_PROBLEMS TO WORK ON_
[1] Quote the Dee Dungy article from "Dungy has met" to "around East Africa.".
[2] List every country the Dee Dungy article names as a noun. Leave out words of nationality such as "Eritrean."
[3] Answer these questions from the Dee Dungy article:
(a) How old is Mahlet Tesfom?
(b) In which country is Kakuma located?
(c) How long is the JustFaith program?

_TEXT SECTION_
————
Mahlet Tesfom is a 26-year-old Eritrean refugee who had fled to Ethiopia with her two children. Abandoned by her husband, she had to flee again when soldiers invaded their refugee camp. Raped and injured on the journey, she found her way with the children to a Jesuit Refugee Service (JRS) community center where they received help. 

“Whenever I think of the situations that happened to me, I feel great shame,” Tesfom says. “But now I can pour out my experience to someone, and I am comforted by the compassion and the support that I receive. I have started to see a glimmer of hope.”

Maryknoll Lay Missioner Dee Dungy helps make possible such glimmers of hope. 

Dungy has met many other women like Mahlet Tesfom at Kakuma, one of the world’s largest refugee camps. Kakuma, which is located in Kenya, hosts almost a quarter million refugees and asylum seekers from all around East Africa.

The road to Kakuma started for Dungy in Sunrise, Florida. Already active in her parish, St. Bernard’s, she enrolled in an intensive nine-month program called JustFaith. The program teaches participants “to address the root causes of injustice, while serving with love,” she says.

Dungy also belonged to a prayer group held regularly at the Trappist Holy Spirit monastery in Conyers, Georgia. There, sisters, brothers and laypeople came together once a month to pray, reflect on Scripture and share about their faith. 

Girls in a refugee camp study in a JRS educational program. (Courtesy of Jesuit Refugee Service/South Sudan)

Girls in a refugee camp study in a JRS educational program. (Courtesy of Jesuit Refugee Service/South Sudan)
————
(Stored items)
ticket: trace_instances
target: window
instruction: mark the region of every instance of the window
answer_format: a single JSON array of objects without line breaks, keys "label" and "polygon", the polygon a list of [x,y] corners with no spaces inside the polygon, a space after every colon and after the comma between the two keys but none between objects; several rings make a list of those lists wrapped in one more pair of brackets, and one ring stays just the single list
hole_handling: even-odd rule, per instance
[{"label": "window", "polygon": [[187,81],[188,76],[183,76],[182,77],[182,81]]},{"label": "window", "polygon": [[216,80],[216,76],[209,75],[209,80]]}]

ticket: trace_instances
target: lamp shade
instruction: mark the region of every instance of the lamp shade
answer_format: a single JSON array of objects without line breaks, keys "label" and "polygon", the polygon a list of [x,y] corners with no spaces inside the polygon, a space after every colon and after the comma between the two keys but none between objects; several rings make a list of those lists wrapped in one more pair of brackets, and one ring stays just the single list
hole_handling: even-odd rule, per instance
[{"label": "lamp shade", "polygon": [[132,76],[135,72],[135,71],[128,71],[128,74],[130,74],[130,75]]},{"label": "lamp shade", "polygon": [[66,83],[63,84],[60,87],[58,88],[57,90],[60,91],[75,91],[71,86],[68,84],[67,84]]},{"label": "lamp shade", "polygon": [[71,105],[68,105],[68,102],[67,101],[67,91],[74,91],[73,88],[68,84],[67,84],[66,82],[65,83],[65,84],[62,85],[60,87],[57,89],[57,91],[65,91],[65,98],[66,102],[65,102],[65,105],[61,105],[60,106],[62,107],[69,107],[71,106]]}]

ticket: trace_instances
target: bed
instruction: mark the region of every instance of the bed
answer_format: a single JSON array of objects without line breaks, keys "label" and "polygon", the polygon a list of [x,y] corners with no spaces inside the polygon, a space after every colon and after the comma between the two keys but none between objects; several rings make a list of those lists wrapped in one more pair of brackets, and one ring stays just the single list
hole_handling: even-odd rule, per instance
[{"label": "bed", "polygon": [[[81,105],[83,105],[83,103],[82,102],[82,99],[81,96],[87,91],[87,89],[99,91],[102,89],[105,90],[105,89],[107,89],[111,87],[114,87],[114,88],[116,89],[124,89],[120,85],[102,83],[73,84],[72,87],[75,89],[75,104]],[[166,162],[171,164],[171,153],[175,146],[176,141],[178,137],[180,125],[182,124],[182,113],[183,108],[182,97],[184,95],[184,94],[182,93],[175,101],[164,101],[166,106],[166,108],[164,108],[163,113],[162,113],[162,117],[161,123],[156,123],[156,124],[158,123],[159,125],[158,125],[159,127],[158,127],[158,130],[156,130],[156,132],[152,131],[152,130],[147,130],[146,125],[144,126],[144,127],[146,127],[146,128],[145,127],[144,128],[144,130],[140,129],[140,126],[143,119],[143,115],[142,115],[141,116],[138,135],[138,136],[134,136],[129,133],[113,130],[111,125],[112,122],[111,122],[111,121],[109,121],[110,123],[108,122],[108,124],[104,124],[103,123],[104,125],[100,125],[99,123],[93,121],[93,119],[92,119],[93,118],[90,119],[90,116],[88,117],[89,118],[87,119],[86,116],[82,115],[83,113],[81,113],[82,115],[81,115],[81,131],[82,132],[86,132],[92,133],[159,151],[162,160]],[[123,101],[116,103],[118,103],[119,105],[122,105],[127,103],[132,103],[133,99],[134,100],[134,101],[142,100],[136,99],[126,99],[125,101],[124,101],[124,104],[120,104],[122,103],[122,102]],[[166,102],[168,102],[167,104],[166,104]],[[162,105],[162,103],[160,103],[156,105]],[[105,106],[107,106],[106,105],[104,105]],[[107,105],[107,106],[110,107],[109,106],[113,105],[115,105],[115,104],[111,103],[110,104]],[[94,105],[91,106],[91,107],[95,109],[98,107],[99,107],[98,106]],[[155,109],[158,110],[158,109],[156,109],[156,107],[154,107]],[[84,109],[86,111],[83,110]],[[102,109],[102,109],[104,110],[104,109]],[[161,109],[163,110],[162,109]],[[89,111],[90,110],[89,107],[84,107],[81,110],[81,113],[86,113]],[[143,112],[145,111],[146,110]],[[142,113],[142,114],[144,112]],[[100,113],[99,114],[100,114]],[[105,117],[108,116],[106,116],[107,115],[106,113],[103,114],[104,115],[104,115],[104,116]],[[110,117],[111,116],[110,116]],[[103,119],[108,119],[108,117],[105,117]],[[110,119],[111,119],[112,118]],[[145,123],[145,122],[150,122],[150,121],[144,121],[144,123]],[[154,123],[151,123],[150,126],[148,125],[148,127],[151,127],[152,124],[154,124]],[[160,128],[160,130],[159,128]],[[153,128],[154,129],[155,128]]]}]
————
_SOLUTIONS FOR EACH TASK_
[1]
Dungy has met many other women like Mahlet Tesfom at Kakuma, one of the world’s largest refugee camps. Kakuma, which is located in Kenya, hosts almost a quarter million refugees and asylum seekers from all around East Africa.

[2]
Ethiopia
Kenya
South Sudan

[3]
(a) 26 years old
(b) Kenya
(c) Nine months